* Reading passage:
— Start —
[Python-Dev] patch: speed up name access by up to 80%

Mon, 11 Feb 2002 22:09:54 +0200

Problem: Python name lookup in dictionaries is relatively slow.

Possible solutions:

1. Find ways to bypass dictionary lookup.
2. Optimize the hell out of dictionary lookup.

Examples of approach #1 are the existing fastlocals mechanism, PEP 266,
PEP 267 and the recent proposal by GvR for speeding up instance attribute
access. These proposals all face major difficulties resulting from the
dynamic nature of Python's namespace and require tricky techniques of code
analysis code to check for assignments that may change the visible namespace.

I have chosen to try #2. The biggest difficulty with this approach is that
dictionaries are already very well optimized :-) But I have found that
Python dictionaries are mostly optimized for general-purpose use, not for
use as namespace for running code. There are some characteristics unique to 
namespace access which have not been used for optimization:

* Lookup keys are always interned strings.
* The local/global/builtin fallback means that most accesses fail.

The patch adds the function PyDict_GetItem_Fast to dictobject. This
function is equivalent to PyDict_GetItem but is much faster for lookup
using interned string keys and for lookups with a negative result.
LOAD_NAME and LOAD_GLOBAL have been converted to use this function.

Here are the timings for 200,000,000 accesses to fastlocals, locals,
globals and builtins for Python 2.2 with and without the fastnames patch:

                2.2       2.2+fastnames
---------------------------------------
builtin.py      68.540s   37.900s
global.py       54.570s   34.020s
local.py        41.210s   32.780s
fastlocal.py    24.530s   24.540s

Fastlocals are still significantly faster than locals, but not by such a 
wide margin. You can notice that the speed differences between locals, 
globals and builtins are almost gone.

The machine is a Pentium III at 866MHz running linux. Both interpreters 
were compiled with "./configure ; make". The test code is at the bottom of
this message. You will not see any effect on the results of pybench
because it uses only fastlocals inside the test loops. Real code that uses
a lot of globals and builtins should see a significant improvement.

Get the patch:

http://www.tothink.com/python/fastnames/fastnames.patch

The optimization techniques used:

* Inline code
PyDict_GetItem_Fast is actually an inline macro. If the item is stored at
the first hash location it will be returned without any function calls. It
also requires that the key used for the entry is the same interned string
as the key. This fast inline version is possible because the first
argument is known to be a valid dictionary and the second argument is
known to be a valid interned string with a valid cached hash.
— End —
* Challenge A: Can you retype the Python-Dev message from "Here are the" to "are almost gone."?
* Challenge B: Which lines of the records contain the string "bush", with case counting? Pull out each such line.
The Python-Dev message and the records are unrelated to each other.

* Record set:
— Start —
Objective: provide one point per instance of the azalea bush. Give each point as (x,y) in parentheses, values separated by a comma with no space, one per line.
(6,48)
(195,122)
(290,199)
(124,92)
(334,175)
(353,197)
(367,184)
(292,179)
— End —
* Written reply A:
Here are the timings for 200,000,000 accesses to fastlocals, locals,
globals and builtins for Python 2.2 with and without the fastnames patch:

                2.2       2.2+fastnames
---------------------------------------
builtin.py      68.540s   37.900s
global.py       54.570s   34.020s
local.py        41.210s   32.780s
fastlocal.py    24.530s   24.540s

Fastlocals are still significantly faster than locals, but not by such a 
wide margin. You can notice that the speed differences between locals, 
globals and builtins are almost gone.

* Written reply B:
Objective: provide one point per instance of the azalea bush. Give each point as (x,y) in parentheses, values separated by a comma with no space, one per line.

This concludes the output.